■ **原文节选**
***

将得大病农户纳入低保以让他们获得更高医疗报销比例的做法不妥,是与低保制度初衷完全违背的,也将低保制度与合作医疗、大病保险、大病救助制度人为混淆起来,最终冲击了合作医疗制度、大病保险制度、大病救助制度,搞乱了低保制度,并将低保户变成了低保人。
河南不仅在将大病病人纳入到低保户成为低保人上存在政策偏差,更糟糕的是《关于做好重度残疾人生活救助工作的通知》要求“将由父母或兄弟姐妹抚养(扶养)的重度残疾人纳入最低生活保障救助范围,按照当地城乡低保最高补差予以救助;对享受最低生活保障待遇后生活仍有特殊困难的残疾人家庭,应当采取其他措施保障其基本生活”。即凡是一、二级残疾一律纳入低保。低保本来只是最低生活保障,是以户为单位的,一、二级残疾人却可能有高的家庭收入,生活水平远远超过最低生活保障水平,这样将一、二级残疾人纳入低保就偏离了低保制度的本意。通知发出后,河南各地都出现了农民买残疾证以入低保的怪象,并成为加剧河南农村低保乱象的重要推手。如果要对残疾人进行帮助,可以另外出台残疾人帮扶政策,而不要也不能绑架低保制度。

***

■ **作业指令**
用两句话概括上文关于低保的节选。 记录与关于低保的节选内容无关。

■ **数据摘录**

***

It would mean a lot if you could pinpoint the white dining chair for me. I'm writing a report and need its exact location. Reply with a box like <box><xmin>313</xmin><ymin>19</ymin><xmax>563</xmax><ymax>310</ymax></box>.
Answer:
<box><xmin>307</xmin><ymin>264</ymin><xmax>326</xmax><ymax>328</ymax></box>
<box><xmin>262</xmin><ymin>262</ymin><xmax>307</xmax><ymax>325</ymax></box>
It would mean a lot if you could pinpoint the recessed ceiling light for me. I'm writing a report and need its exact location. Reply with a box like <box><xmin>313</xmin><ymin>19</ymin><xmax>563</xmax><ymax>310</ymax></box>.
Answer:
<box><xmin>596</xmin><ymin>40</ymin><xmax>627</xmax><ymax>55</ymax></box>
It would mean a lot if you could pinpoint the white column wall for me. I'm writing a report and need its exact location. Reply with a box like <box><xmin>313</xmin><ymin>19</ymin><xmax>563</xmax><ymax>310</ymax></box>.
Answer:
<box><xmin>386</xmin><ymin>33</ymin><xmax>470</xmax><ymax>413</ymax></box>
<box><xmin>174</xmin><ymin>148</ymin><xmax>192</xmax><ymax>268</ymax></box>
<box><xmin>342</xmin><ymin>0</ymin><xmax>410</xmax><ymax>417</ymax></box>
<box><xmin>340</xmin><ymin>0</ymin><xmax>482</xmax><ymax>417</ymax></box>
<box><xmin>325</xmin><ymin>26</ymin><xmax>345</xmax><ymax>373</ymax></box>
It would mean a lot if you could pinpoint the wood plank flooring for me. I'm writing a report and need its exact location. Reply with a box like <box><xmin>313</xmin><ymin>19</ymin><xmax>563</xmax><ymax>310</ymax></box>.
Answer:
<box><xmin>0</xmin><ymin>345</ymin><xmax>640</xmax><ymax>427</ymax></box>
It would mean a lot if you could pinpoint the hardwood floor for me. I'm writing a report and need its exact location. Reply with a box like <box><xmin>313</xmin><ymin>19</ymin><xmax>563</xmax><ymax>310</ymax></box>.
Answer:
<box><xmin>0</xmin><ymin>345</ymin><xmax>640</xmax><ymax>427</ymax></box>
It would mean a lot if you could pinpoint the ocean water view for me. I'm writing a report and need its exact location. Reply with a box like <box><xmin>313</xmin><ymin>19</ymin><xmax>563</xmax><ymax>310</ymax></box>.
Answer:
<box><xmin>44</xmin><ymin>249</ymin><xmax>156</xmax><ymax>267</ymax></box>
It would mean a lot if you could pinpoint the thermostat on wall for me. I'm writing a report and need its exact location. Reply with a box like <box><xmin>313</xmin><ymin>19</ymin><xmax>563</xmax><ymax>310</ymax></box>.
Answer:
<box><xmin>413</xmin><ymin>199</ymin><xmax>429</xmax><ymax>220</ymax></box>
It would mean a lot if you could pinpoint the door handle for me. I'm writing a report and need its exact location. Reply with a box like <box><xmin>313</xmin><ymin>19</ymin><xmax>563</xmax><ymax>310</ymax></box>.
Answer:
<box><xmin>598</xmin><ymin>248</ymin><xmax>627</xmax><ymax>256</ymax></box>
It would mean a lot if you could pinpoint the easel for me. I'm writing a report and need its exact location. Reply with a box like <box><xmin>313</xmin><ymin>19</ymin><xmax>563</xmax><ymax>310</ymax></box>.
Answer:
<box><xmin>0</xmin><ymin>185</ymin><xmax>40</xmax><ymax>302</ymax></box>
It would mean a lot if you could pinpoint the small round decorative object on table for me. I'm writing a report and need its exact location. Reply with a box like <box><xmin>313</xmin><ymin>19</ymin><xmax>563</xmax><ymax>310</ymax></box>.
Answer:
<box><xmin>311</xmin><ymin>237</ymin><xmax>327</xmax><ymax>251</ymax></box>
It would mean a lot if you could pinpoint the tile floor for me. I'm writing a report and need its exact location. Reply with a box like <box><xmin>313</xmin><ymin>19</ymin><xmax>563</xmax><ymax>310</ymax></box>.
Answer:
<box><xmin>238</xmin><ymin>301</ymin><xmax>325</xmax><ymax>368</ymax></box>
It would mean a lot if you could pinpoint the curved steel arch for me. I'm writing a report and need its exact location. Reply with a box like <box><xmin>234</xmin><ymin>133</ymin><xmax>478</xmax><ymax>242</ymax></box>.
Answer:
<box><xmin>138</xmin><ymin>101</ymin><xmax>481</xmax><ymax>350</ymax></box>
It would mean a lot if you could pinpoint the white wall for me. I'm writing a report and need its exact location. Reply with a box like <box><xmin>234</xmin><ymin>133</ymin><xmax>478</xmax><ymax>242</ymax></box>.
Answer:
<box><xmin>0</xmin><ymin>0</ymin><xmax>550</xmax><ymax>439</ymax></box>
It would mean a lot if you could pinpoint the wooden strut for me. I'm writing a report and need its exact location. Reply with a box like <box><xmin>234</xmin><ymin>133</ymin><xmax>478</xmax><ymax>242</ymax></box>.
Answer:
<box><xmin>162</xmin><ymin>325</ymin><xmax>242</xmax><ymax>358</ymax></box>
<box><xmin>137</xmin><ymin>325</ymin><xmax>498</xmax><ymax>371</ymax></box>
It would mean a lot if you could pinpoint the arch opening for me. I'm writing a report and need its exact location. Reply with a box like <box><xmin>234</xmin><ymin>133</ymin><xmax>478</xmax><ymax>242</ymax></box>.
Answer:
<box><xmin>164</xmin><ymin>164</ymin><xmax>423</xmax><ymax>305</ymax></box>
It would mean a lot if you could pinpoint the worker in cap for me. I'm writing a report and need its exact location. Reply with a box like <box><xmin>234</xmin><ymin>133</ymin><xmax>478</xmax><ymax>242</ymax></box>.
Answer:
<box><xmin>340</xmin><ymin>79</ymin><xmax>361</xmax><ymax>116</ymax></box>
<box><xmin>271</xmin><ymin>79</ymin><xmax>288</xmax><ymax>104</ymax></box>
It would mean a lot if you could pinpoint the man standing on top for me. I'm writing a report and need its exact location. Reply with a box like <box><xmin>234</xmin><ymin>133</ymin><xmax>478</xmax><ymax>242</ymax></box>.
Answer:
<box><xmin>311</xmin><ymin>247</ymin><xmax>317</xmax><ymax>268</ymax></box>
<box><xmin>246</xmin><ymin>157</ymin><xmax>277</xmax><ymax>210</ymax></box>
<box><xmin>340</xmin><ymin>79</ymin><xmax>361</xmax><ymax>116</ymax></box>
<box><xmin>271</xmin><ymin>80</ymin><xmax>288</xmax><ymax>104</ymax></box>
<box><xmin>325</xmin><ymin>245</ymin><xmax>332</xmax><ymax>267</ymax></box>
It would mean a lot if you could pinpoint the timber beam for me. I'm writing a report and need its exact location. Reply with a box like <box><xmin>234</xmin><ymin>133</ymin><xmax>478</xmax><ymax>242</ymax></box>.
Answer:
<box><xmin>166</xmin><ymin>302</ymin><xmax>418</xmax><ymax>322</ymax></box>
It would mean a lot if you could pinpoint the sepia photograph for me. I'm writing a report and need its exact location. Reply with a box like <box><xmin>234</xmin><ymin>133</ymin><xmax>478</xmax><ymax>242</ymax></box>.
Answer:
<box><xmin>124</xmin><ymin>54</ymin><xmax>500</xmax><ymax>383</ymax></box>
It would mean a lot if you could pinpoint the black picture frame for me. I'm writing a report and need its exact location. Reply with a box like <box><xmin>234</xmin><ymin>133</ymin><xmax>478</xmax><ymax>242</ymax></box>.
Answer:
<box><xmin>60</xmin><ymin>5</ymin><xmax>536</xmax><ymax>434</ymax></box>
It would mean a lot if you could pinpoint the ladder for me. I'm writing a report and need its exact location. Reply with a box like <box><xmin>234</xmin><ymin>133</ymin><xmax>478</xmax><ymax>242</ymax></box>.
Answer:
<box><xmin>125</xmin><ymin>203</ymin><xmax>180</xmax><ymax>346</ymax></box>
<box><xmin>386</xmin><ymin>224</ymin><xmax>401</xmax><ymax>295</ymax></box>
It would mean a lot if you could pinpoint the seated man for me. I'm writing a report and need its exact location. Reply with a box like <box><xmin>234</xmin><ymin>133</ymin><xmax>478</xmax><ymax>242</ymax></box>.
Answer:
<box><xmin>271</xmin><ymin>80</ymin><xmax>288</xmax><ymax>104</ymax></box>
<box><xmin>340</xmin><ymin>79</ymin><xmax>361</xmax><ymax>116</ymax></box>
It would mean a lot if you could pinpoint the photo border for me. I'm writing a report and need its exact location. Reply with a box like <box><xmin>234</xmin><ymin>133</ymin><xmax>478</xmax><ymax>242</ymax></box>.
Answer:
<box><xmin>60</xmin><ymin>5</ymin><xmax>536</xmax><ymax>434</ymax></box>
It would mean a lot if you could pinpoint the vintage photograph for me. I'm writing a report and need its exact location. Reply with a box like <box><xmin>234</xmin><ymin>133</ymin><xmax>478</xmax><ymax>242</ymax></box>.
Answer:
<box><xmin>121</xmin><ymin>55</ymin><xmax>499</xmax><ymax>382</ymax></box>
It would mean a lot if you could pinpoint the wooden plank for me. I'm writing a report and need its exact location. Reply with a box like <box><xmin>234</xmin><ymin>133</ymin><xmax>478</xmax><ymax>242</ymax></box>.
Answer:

***

■ **本题结果**
将得大病农户纳入低保以获得更高医疗报销比例，违背了低保制度初衷，把低保与合作医疗、大病保险、大病救助制度人为混淆，并将低保户变成了低保人。河南要求将一、二级残疾人一律纳入低保，偏离了以户为单位的最低生活保障本意，引发农民买残疾证入低保的怪象；帮助残疾人应另行出台帮扶政策，而不能绑架低保制度。